• **WHAT IS ASKED**
Rewrite the lines below, from the very first one through the line that contains "[[240, 151]]", multiplying every x and y coordinate by 0.7, rounding to whole numbers with halves rounded up, and keeping all other text unchanged. Leave the pictures out.
┄┄┄┄┄┄┄┄┄┄
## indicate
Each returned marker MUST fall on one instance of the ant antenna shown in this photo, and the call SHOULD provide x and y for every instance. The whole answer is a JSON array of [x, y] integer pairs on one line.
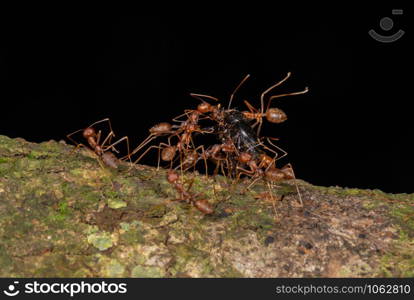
[[236, 89]]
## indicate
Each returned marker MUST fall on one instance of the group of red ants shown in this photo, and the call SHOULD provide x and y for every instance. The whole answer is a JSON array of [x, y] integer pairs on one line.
[[240, 151]]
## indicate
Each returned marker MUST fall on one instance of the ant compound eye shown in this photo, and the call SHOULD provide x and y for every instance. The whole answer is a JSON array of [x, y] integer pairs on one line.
[[160, 128], [276, 115], [88, 132], [204, 107]]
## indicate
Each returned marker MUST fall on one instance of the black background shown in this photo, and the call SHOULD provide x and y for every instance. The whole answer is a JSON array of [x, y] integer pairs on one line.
[[59, 73]]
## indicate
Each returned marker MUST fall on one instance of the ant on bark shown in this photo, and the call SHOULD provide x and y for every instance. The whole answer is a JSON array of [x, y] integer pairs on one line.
[[103, 151]]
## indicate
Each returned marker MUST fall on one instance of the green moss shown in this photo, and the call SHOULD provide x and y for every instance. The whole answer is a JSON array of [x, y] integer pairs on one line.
[[100, 240], [115, 203], [115, 269], [147, 272]]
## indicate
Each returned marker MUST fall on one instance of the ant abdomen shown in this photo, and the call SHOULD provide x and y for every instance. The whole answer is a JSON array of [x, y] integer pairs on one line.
[[110, 160], [168, 154], [163, 127]]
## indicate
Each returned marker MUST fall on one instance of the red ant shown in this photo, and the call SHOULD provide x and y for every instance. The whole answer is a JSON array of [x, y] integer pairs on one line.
[[273, 115], [93, 139]]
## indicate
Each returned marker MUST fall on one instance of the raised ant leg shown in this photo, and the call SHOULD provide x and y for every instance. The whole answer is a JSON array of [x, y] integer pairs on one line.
[[155, 131], [236, 89], [285, 95], [263, 95], [201, 96], [125, 138], [167, 154], [288, 170]]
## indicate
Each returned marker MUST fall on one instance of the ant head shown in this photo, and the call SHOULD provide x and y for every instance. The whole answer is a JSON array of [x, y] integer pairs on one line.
[[89, 132], [204, 107], [276, 115], [245, 157], [172, 176], [160, 128]]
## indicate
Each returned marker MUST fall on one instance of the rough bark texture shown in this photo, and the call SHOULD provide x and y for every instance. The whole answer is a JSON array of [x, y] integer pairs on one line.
[[64, 215]]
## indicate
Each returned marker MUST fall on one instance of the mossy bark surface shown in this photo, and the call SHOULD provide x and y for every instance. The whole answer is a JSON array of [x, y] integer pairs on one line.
[[64, 215]]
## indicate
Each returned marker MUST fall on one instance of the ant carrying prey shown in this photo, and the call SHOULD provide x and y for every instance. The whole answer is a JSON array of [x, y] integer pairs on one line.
[[239, 150]]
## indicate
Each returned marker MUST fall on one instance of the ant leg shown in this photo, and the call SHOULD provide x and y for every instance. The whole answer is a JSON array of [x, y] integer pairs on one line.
[[296, 184], [186, 113], [254, 111], [287, 94], [101, 121], [77, 147], [125, 138], [201, 96], [204, 158], [250, 107], [269, 89], [280, 149], [145, 152], [236, 89], [68, 136], [143, 143]]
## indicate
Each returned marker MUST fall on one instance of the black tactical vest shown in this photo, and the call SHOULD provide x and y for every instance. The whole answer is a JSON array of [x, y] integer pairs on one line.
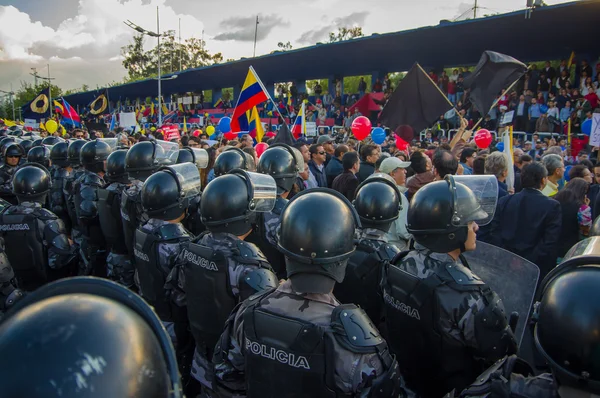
[[151, 276], [411, 309], [363, 274], [23, 239], [109, 212]]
┄┄┄┄┄┄┄┄┄┄
• **TASK RESPONSE**
## indicate
Each returned marker MUST fall on one instance of the ant antenna shown in this photo, and the call SHOULD provide x and y for every instance. The whole answer is a JSON array of [x, y] integer pairs on one line.
[[165, 62]]
## indicate
Each returned marker MUST fall on one instance of the group of red ants shown in this photo, and the call SHOULD provide x and y for every instance. The whole answer is a JSON array of [x, y] integer pairs on one line.
[[168, 106]]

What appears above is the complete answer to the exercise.